PROVIDED TEXT -
──────────────────────────────

If the child is upset about something that seems trivial or petty, or even completely irrational, we tell them… what? You’re being silly. Stop being so ridiculous. You’re so ungrateful! Maybe they are being silly - to us. How many times as an adult have you been upset with a partner, relative or friend and told that your feelings are stupid, unimportant, false? Just because the other person did not agree with you, did that really mean that your feelings and opinions had no merit? If only they would see your side, if they could see where you are coming from!
Why is it that with our children, we only offer them comfort or acceptance if we agree with the reason they are upset - and belittle them for their feelings when we don’t? I do this too, it can be hard to keep our logical opinions in check when we feel we see things so clearly and our kids do not. But putting ourselves in their place, do you think they actually see our point of view when they are so upset that they can’t even contain it?
As I have been writing these articles and discussing the topic of bullying with other parents, I have heard and read more than once, a school of thought that I frankly find a little disturbing. It is the notion some parents have that they need to toughen their kids up so bullies won't target them. These parents claim that they pick on their own kids so the kids are used to it and won't become upset if their classmates do it.
I do understand this logic and it falls in line directly with Izzy Kalman's philosophyf(1) that the reason kids get picked on is because they get upset and give the bullies the reaction that they are looking for. For the record, I completely agree with Dr. Kalman. Because bullying is fulfilling a need to dominate/control, the behavior will end once the bully realizes the person they are seeking this relationship with isn't going to give them the response they are searching for.
But to toughen something up, literally means to create calluses. That "thick skin" on the bottom of your foot or on your thumb that developed from being rubbed the wrong way repeatedly is a callus. A callus is a scar. And it's ugly. It also is temporary and will come off eventually, leaving the underlying thin skin exposed and vulnerable.
Parents can strengthen their kids from the inside - not by tearing them down repeatedly, but by building them up. This does not mean to falsely give compliments or to overinflate their egos. That can be just as bad as tearing them down can be. Giving them a grandiose sense of self can mean they later have to come to terms with being Less Than they had always been led to believe. Less Than is a concept I talk about regularly in this series. So rather than pick on your child to help them develop a thicker skin, or build them up to be egotistical, the best way to arm your child against future bullying and develop healthy peer relationships is through validation.

──────────────────────────────

SHORT TASK 1 -
In the listing, copy the lines starting at the one that contains "Where can the church" and ending with the listing's final line. Include both of those lines.
The essay above and the listing that follows have no connection to each other.

RECORDS SHOWN -
──────────────────────────────

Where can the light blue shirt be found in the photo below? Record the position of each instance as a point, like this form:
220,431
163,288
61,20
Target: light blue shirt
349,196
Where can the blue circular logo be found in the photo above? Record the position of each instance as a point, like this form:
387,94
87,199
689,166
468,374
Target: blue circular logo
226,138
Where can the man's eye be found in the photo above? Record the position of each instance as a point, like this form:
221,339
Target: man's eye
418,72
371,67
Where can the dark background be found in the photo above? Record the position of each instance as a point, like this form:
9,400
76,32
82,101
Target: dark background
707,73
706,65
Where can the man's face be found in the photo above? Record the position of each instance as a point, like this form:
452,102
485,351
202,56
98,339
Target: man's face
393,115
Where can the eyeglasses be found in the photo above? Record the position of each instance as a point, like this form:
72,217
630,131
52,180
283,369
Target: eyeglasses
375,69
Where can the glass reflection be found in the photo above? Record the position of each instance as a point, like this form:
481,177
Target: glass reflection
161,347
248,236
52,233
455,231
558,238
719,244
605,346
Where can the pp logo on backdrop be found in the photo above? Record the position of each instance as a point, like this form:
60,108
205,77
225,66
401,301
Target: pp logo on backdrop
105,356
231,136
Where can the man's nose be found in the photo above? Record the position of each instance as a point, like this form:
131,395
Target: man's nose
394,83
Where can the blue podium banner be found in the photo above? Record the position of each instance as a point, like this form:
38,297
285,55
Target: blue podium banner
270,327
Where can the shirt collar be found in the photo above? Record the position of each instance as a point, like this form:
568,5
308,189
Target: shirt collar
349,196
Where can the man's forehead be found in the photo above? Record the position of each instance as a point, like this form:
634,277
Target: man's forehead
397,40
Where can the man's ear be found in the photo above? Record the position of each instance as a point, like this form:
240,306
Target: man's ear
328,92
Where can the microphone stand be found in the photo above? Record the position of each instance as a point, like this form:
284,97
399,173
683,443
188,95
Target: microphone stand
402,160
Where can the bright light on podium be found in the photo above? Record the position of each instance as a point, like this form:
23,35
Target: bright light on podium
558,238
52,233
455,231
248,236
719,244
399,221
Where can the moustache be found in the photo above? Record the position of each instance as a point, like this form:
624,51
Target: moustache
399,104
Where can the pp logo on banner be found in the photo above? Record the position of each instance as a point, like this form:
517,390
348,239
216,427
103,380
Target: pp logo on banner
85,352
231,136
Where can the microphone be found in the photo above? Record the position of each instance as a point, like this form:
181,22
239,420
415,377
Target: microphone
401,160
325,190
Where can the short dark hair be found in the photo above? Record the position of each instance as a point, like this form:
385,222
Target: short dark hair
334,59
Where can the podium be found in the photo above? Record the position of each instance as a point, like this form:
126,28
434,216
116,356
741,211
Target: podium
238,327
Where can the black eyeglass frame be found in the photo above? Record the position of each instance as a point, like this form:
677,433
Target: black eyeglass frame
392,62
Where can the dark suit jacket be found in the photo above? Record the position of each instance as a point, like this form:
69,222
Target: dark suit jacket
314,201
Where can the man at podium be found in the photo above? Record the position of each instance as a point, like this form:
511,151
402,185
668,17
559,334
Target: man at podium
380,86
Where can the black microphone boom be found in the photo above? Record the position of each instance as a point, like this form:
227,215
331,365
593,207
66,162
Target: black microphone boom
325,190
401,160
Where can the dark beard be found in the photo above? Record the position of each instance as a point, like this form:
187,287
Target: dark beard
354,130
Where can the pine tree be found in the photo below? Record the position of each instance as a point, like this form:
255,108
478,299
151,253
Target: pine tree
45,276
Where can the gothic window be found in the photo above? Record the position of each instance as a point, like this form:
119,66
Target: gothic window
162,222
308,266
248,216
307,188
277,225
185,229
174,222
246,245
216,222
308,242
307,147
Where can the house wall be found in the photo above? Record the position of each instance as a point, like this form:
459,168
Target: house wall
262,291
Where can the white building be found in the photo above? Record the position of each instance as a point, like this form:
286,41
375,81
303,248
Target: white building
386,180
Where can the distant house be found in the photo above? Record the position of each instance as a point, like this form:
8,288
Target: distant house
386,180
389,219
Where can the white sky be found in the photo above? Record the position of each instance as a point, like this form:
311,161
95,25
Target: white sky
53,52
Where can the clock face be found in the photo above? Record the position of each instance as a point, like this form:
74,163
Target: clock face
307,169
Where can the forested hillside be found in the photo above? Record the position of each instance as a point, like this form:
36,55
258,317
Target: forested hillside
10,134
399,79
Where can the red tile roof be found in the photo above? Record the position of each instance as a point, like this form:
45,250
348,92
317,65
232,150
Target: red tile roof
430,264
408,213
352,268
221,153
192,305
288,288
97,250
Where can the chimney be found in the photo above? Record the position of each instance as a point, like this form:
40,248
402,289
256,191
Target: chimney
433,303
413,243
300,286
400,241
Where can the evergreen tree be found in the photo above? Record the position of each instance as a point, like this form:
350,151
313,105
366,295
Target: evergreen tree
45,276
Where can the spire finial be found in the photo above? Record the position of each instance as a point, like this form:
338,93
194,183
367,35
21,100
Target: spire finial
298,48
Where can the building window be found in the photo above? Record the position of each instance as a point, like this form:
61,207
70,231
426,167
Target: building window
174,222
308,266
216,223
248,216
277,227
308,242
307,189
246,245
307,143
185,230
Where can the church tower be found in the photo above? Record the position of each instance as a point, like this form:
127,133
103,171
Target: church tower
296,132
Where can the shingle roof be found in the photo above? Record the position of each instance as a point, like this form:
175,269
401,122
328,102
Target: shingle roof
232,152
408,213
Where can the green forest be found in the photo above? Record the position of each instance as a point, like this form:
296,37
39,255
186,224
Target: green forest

──────────────────────────────

SHORT TASK 2 -
Continue the essay on bullying and validating children from the point where it stops.

REPLY 1 -
Where can the church tower be found in the photo above? Record the position of each instance as a point, like this form:
127,133
103,171
Target: church tower
296,132
Where can the shingle roof be found in the photo above? Record the position of each instance as a point, like this form:
175,269
401,122
328,102
Target: shingle roof
232,152
408,213
Where can the green forest be found in the photo above? Record the position of each instance as a point, like this form:
296,37
39,255
186,224
Target: green forest

REPLY 2 -
Validation discipline(2) is a tool parents use to give credit to their childs feelings, even if those feelings do not make sense to the adults. In a nutshell: it allows the child to feel with out judgement, shame or correction. How many times in a day do children become upset over things that seem insignificant to us, and we tell them they are being ridiculous, their problem is not a problem, get over it? Kids hear this all the time. But just because we may not think their problems are really important, to a child who's world doesn't have our grown up worries and troubles (thank goodness!), the fact that they can't have a cookie before bedtime really is a big deal.
Validation is not indulging the child, either. It is not giving them the cookie just because they are upset about it, it is simply acknowledging that they are upset about this, and allowing them to be. Letting children have their feelings and authenticating those feelings goes a long way to building a childs self-confidence. Think about a child who is constantly being told that their feelings are unimportant, silly, incorrect. They do not learn to trust their feelings! They also learn to suppress them and hide them from others, which they may wind up taking out on their peers. They also will be more likely to hide the fact that they are being bullied, because they assume that their feelings are invalid and may even be scoffed at by their parents if they share them.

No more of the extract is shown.